Update the material below by reproducing its lines with "Give the mask of the" replaced by "Return the outline of the" throughout, leaving everything else unchanged.

--- START OF LISTED RECORDS ---

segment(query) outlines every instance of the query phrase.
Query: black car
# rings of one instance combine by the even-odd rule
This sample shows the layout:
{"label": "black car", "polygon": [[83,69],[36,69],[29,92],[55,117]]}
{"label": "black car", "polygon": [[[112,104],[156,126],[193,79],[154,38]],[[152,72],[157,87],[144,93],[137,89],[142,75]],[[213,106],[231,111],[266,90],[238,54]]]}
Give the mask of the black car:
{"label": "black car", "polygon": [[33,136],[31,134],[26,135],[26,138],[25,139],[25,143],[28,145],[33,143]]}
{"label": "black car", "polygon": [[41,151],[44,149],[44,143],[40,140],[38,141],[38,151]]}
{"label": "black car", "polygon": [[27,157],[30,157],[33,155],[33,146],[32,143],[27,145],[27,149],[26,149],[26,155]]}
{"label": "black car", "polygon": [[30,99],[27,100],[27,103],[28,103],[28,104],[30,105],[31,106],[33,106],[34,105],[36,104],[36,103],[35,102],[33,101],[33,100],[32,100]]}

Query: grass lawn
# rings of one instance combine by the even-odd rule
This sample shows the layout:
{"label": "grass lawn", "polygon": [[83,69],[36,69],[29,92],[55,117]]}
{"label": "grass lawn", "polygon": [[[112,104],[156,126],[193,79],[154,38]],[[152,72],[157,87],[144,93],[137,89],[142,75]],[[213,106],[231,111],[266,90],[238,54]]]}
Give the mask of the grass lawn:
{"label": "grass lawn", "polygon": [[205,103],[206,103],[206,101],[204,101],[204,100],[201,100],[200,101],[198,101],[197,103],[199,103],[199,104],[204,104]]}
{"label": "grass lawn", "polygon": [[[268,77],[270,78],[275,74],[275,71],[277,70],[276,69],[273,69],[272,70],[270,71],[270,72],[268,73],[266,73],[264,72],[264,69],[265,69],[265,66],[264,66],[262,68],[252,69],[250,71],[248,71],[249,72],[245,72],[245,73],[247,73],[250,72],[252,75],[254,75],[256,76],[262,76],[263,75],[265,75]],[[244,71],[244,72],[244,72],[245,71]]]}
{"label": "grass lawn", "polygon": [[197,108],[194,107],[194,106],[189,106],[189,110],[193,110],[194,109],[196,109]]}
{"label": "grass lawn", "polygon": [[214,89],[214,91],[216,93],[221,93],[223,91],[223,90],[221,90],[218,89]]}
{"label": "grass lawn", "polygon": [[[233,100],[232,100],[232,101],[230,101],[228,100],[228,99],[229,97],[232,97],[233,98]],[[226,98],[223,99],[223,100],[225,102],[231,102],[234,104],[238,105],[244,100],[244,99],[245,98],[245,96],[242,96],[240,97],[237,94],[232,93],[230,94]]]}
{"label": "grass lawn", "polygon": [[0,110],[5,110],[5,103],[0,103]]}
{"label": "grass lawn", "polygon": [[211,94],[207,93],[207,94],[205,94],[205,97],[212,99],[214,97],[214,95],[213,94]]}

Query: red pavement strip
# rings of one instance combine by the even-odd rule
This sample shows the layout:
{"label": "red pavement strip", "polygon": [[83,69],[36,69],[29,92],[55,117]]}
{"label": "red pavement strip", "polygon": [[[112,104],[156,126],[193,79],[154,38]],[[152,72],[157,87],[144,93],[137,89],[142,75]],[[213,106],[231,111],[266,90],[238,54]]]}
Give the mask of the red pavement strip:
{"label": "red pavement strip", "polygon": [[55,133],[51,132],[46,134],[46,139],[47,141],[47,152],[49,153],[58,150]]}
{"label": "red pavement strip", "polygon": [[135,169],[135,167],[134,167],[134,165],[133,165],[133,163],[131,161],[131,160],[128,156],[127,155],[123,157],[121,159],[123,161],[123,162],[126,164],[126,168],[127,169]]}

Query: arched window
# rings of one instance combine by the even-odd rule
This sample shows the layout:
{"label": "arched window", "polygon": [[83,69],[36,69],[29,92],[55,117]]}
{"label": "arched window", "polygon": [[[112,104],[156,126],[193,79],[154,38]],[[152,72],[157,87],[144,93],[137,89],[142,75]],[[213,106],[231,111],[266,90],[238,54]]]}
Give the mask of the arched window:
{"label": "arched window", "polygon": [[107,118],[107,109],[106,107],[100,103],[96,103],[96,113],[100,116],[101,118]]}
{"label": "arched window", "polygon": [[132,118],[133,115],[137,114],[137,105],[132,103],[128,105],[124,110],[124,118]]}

--- END OF LISTED RECORDS ---

● SOLUTION BELOW
segment(query) outlines every instance of the query phrase.
Query: black car
# rings of one instance combine by the even-odd rule
This sample shows the layout:
{"label": "black car", "polygon": [[83,69],[36,69],[29,92],[55,117]]}
{"label": "black car", "polygon": [[[112,104],[156,126],[193,79],[154,38]],[[152,72],[157,87],[144,93],[137,89],[142,75]],[[213,106],[231,111],[266,90],[238,54]]]}
Return the outline of the black car:
{"label": "black car", "polygon": [[33,136],[31,134],[26,135],[26,138],[25,139],[25,143],[28,145],[33,143]]}
{"label": "black car", "polygon": [[41,151],[44,149],[44,143],[40,140],[38,141],[38,151]]}
{"label": "black car", "polygon": [[27,157],[30,157],[33,155],[33,146],[32,143],[27,145],[27,149],[26,149],[26,155]]}
{"label": "black car", "polygon": [[30,99],[27,100],[27,103],[28,103],[28,104],[30,105],[31,106],[33,106],[34,105],[36,104],[36,103],[35,102],[33,101],[33,100],[32,100]]}

Query: grass lawn
# rings of one instance combine by the even-odd rule
This sample shows the layout:
{"label": "grass lawn", "polygon": [[83,69],[36,69],[29,92],[55,117]]}
{"label": "grass lawn", "polygon": [[[112,104],[156,126],[193,79],[154,38]],[[152,72],[157,87],[144,93],[137,89],[142,75]],[[213,106],[231,111],[266,90],[238,54]]]}
Return the outline of the grass lawn:
{"label": "grass lawn", "polygon": [[205,103],[206,103],[206,101],[204,101],[204,100],[201,100],[200,101],[198,101],[197,103],[199,103],[199,104],[204,104]]}
{"label": "grass lawn", "polygon": [[[268,77],[270,78],[275,74],[275,71],[277,70],[276,69],[273,69],[272,70],[270,71],[270,72],[268,73],[266,73],[264,72],[264,69],[265,69],[265,66],[264,66],[262,68],[252,69],[250,71],[248,71],[249,72],[245,72],[245,73],[247,73],[250,72],[252,75],[254,75],[256,76],[262,76],[263,75],[265,75]],[[244,71],[244,72],[244,72],[245,71]]]}
{"label": "grass lawn", "polygon": [[197,108],[194,107],[194,106],[189,106],[189,110],[193,110],[194,109],[196,109]]}
{"label": "grass lawn", "polygon": [[214,89],[214,91],[216,93],[221,93],[223,91],[223,90],[221,90],[218,89]]}
{"label": "grass lawn", "polygon": [[[233,100],[232,100],[232,101],[230,101],[228,100],[228,99],[229,97],[232,97],[233,98]],[[226,98],[223,99],[223,100],[225,102],[231,102],[234,104],[238,105],[244,100],[244,99],[245,98],[245,96],[242,96],[240,97],[237,94],[232,93],[230,94]]]}
{"label": "grass lawn", "polygon": [[0,110],[5,110],[5,103],[0,103]]}
{"label": "grass lawn", "polygon": [[211,94],[207,93],[207,94],[205,94],[205,97],[212,99],[214,97],[214,95],[213,94]]}

Query: red pavement strip
# rings of one instance combine by the even-odd rule
This sample shows the layout:
{"label": "red pavement strip", "polygon": [[83,69],[36,69],[29,92],[55,117]]}
{"label": "red pavement strip", "polygon": [[[112,104],[156,126],[193,79],[154,38]],[[152,72],[157,87],[144,93],[137,89],[142,75]],[[213,106],[231,111],[266,90],[238,54]]]}
Return the outline of the red pavement strip:
{"label": "red pavement strip", "polygon": [[55,133],[51,132],[46,134],[46,139],[47,141],[47,152],[49,153],[58,150]]}
{"label": "red pavement strip", "polygon": [[135,169],[135,167],[134,167],[134,165],[133,165],[133,163],[131,161],[131,160],[128,156],[127,155],[123,157],[121,159],[123,161],[123,162],[126,164],[126,168],[127,169]]}

Query: arched window
# rings of one instance combine by the even-odd rule
This sample shows the layout:
{"label": "arched window", "polygon": [[83,69],[36,69],[29,92],[55,117]]}
{"label": "arched window", "polygon": [[[112,104],[156,126],[193,79],[154,38]],[[152,72],[157,87],[144,93],[137,89],[142,75]],[[213,106],[231,111],[266,90],[238,54]]]}
Return the outline of the arched window:
{"label": "arched window", "polygon": [[107,118],[107,109],[106,107],[100,103],[96,103],[96,113],[100,116],[101,118]]}
{"label": "arched window", "polygon": [[132,118],[133,115],[137,114],[137,105],[132,103],[128,105],[124,110],[124,118]]}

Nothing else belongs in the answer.